> Dataset content
◆ ◆ ◆
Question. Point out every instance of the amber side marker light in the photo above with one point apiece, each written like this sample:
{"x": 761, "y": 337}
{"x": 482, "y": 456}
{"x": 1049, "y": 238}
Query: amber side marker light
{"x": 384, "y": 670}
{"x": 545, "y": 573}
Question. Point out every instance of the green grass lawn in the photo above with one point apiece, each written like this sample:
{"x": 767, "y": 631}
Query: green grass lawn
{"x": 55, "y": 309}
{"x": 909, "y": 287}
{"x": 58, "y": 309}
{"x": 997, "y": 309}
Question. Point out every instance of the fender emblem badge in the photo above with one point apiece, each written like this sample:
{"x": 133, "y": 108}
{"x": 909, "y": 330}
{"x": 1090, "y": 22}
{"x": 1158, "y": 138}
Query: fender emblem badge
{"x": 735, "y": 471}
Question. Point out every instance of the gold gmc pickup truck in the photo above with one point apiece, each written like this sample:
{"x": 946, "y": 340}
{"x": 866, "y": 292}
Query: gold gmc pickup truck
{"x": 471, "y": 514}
◆ ◆ ◆
Give all of the data above again, character for character, keeping every line in its original order and form.

Question. Point out every instance of the amber side marker light in the photo above with one point apiece, each written like this sample:
{"x": 761, "y": 337}
{"x": 482, "y": 456}
{"x": 1049, "y": 238}
Query: amber side marker light
{"x": 384, "y": 670}
{"x": 545, "y": 573}
Question. Point out every instance of the green grass lawn in the photo above with one point apiece, each written like this sample:
{"x": 767, "y": 631}
Query: green grass lawn
{"x": 55, "y": 309}
{"x": 909, "y": 287}
{"x": 58, "y": 309}
{"x": 997, "y": 309}
Question. Point out every instance of the fender emblem badge in the photo above with one point apiece, each written like this sample:
{"x": 133, "y": 108}
{"x": 909, "y": 330}
{"x": 1090, "y": 22}
{"x": 1158, "y": 138}
Query: fender emblem badge
{"x": 735, "y": 471}
Question. Point out every instance of the gold gmc pickup truck in the photo above with one point apiece, each written like this sample:
{"x": 946, "y": 340}
{"x": 866, "y": 292}
Query: gold gmc pickup truck
{"x": 471, "y": 514}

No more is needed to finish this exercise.